+++ Exercise data +++
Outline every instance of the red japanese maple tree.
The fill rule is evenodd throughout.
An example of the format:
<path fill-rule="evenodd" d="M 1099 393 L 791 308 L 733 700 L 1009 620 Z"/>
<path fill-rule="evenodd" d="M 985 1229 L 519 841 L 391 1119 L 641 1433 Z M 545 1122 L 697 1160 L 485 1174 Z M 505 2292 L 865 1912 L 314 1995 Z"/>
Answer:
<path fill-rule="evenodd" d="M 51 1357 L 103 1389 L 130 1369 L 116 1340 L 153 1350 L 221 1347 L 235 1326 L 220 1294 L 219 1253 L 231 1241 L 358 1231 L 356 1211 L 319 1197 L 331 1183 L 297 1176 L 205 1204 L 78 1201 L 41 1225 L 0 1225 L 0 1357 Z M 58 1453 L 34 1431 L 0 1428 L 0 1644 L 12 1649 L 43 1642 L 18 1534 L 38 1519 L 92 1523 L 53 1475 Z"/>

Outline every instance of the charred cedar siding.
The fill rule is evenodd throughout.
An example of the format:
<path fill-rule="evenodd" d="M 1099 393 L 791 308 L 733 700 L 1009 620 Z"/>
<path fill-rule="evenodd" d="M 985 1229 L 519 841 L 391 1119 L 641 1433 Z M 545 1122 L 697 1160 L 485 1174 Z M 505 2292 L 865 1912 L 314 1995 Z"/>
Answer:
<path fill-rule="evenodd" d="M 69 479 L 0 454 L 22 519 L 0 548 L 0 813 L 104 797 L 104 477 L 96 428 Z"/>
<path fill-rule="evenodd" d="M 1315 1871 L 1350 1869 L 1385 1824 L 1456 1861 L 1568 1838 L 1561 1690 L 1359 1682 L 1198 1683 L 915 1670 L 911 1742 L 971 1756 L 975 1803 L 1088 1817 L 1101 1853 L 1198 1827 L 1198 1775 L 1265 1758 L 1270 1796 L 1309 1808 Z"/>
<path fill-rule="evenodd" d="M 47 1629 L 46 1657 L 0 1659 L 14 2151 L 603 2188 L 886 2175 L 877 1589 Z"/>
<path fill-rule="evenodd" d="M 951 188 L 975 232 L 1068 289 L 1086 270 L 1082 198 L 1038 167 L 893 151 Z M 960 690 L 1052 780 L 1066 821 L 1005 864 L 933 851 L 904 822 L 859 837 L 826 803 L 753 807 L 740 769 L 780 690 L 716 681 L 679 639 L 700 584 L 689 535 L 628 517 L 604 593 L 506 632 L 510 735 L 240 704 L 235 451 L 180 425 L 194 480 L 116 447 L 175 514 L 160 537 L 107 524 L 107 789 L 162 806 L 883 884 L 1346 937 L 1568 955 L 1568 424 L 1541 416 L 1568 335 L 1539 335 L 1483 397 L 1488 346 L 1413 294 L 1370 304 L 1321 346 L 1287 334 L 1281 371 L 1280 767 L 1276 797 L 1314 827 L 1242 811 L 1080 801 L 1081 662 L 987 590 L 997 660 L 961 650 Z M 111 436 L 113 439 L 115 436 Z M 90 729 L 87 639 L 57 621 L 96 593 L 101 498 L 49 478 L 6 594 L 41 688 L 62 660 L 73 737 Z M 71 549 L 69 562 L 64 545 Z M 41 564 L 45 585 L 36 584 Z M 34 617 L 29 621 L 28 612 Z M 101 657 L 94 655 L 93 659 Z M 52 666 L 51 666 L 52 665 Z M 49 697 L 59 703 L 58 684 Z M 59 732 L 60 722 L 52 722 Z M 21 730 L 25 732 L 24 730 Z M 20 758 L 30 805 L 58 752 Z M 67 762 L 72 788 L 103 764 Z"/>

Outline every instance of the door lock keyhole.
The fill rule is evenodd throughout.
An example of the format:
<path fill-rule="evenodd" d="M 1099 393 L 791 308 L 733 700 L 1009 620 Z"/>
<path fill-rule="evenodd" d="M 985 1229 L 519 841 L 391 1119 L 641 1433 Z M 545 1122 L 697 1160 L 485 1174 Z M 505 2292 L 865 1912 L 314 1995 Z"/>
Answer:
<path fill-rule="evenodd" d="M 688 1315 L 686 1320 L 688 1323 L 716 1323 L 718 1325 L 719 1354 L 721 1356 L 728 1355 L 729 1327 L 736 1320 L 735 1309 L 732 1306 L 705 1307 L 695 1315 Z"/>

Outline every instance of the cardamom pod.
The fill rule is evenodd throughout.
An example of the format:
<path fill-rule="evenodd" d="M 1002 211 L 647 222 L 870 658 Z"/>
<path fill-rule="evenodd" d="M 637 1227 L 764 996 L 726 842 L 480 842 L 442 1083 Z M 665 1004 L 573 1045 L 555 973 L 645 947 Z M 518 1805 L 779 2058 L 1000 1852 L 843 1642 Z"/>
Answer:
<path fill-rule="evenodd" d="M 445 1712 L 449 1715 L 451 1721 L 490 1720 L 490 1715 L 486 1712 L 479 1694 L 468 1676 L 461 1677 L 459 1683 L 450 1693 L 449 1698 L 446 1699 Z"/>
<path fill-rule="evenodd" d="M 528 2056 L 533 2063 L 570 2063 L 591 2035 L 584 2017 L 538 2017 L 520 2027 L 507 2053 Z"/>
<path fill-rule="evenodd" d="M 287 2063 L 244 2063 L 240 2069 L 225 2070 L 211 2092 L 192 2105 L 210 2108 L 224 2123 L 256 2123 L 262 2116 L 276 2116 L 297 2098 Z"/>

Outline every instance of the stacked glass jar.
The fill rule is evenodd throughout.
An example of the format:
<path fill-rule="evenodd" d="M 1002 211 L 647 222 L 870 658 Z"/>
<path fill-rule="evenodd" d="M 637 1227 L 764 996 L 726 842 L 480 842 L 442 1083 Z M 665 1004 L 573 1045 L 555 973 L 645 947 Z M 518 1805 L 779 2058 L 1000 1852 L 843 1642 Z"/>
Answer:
+++
▸ Required action: All of the data above should be reproduced exactly.

▸ Reply:
Outline every instance of the red japanese maple tree.
The fill rule is evenodd throughout.
An example of the format:
<path fill-rule="evenodd" d="M 1099 393 L 791 308 L 733 700 L 1009 620 Z"/>
<path fill-rule="evenodd" d="M 985 1229 L 519 841 L 391 1119 L 641 1433 Z M 545 1122 L 697 1160 L 485 1174 Z M 505 2292 L 865 1912 L 314 1995 Z"/>
Answer:
<path fill-rule="evenodd" d="M 51 1357 L 103 1389 L 130 1369 L 116 1340 L 153 1350 L 221 1347 L 235 1326 L 220 1294 L 219 1253 L 231 1241 L 358 1231 L 356 1211 L 319 1197 L 331 1183 L 297 1176 L 205 1204 L 78 1201 L 41 1225 L 0 1225 L 0 1357 Z M 58 1453 L 34 1431 L 0 1428 L 0 1644 L 12 1649 L 43 1642 L 18 1534 L 38 1519 L 92 1523 L 53 1475 Z"/>

Outline every instance of the charred cedar siding.
The fill rule is evenodd throughout.
An example of the format:
<path fill-rule="evenodd" d="M 1099 393 L 791 308 L 733 700 L 1009 620 Z"/>
<path fill-rule="evenodd" d="M 985 1229 L 519 841 L 391 1119 L 641 1433 Z M 545 1122 L 697 1160 L 485 1174 Z M 505 2292 L 865 1912 L 314 1995 Z"/>
Answer:
<path fill-rule="evenodd" d="M 69 479 L 0 454 L 22 519 L 0 548 L 0 813 L 104 797 L 104 477 L 96 428 Z"/>
<path fill-rule="evenodd" d="M 1315 1871 L 1350 1869 L 1385 1824 L 1456 1861 L 1568 1838 L 1561 1690 L 1359 1682 L 1198 1683 L 915 1670 L 911 1742 L 971 1756 L 975 1803 L 1088 1817 L 1101 1853 L 1198 1827 L 1198 1775 L 1265 1758 L 1270 1796 L 1309 1808 Z"/>
<path fill-rule="evenodd" d="M 47 1629 L 46 1657 L 0 1659 L 14 2151 L 603 2188 L 886 2175 L 877 1589 Z"/>
<path fill-rule="evenodd" d="M 951 188 L 975 232 L 1068 289 L 1086 270 L 1082 198 L 1038 167 L 893 151 Z M 960 690 L 1052 780 L 1066 821 L 1005 864 L 933 851 L 904 822 L 859 837 L 826 803 L 753 807 L 740 769 L 780 690 L 716 681 L 679 639 L 700 584 L 689 535 L 628 517 L 604 593 L 506 632 L 510 735 L 240 704 L 235 451 L 180 425 L 194 480 L 116 447 L 175 514 L 160 537 L 107 524 L 107 789 L 162 806 L 883 884 L 1346 937 L 1568 955 L 1568 424 L 1541 416 L 1568 335 L 1539 335 L 1483 397 L 1488 346 L 1413 294 L 1370 304 L 1321 346 L 1287 334 L 1281 371 L 1280 767 L 1276 797 L 1314 827 L 1242 811 L 1080 801 L 1081 662 L 987 590 L 997 660 L 961 650 Z M 111 436 L 113 439 L 115 436 Z M 90 729 L 87 639 L 57 621 L 96 593 L 101 498 L 49 478 L 6 594 L 41 688 L 62 660 L 73 737 Z M 71 549 L 69 562 L 64 545 Z M 41 564 L 45 585 L 36 584 Z M 34 617 L 29 621 L 28 612 Z M 101 657 L 94 655 L 93 659 Z M 52 666 L 51 666 L 52 665 Z M 49 697 L 59 703 L 58 684 Z M 59 732 L 60 722 L 52 722 Z M 21 730 L 25 732 L 24 730 Z M 20 758 L 30 805 L 58 752 Z M 67 762 L 72 788 L 103 764 Z"/>

Outline every instance of the door lock keyhole.
The fill rule is evenodd throughout.
An example of the format:
<path fill-rule="evenodd" d="M 1099 393 L 791 308 L 733 700 L 1009 620 Z"/>
<path fill-rule="evenodd" d="M 985 1229 L 519 841 L 391 1119 L 641 1433 Z M 545 1122 L 697 1160 L 485 1174 Z M 505 2292 L 865 1912 L 314 1995 Z"/>
Answer:
<path fill-rule="evenodd" d="M 688 1315 L 686 1320 L 688 1323 L 716 1323 L 718 1325 L 719 1354 L 721 1356 L 728 1355 L 729 1327 L 736 1320 L 735 1309 L 732 1306 L 705 1307 L 695 1315 Z"/>

Outline every instance of the cardamom pod.
The fill rule is evenodd throughout.
An example of the format:
<path fill-rule="evenodd" d="M 1002 211 L 647 222 L 870 658 Z"/>
<path fill-rule="evenodd" d="M 637 1227 L 764 996 L 726 842 L 480 842 L 442 1083 Z M 665 1004 L 573 1045 L 555 973 L 645 947 Z M 518 1805 L 779 2058 L 1000 1852 L 843 1642 Z"/>
Answer:
<path fill-rule="evenodd" d="M 445 1712 L 449 1715 L 451 1721 L 490 1720 L 490 1715 L 486 1712 L 479 1694 L 468 1676 L 461 1677 L 459 1683 L 450 1693 L 449 1698 L 446 1699 Z"/>
<path fill-rule="evenodd" d="M 528 2056 L 533 2063 L 570 2063 L 591 2035 L 584 2017 L 538 2017 L 520 2027 L 507 2053 Z"/>
<path fill-rule="evenodd" d="M 287 2063 L 244 2063 L 240 2069 L 225 2070 L 211 2092 L 192 2105 L 210 2108 L 224 2123 L 256 2123 L 262 2116 L 276 2116 L 297 2098 Z"/>

Outline every instance of the stacked glass jar.
The fill rule is evenodd throughout.
An example of the format:
<path fill-rule="evenodd" d="M 1002 211 L 647 222 L 870 658 Z"/>
<path fill-rule="evenodd" d="M 637 1227 L 764 996 L 726 842 L 480 842 L 442 1083 Z M 665 1004 L 573 1045 L 555 973 L 645 947 Z M 518 1805 L 779 2058 L 1000 1852 L 843 1642 Z"/>
Answer:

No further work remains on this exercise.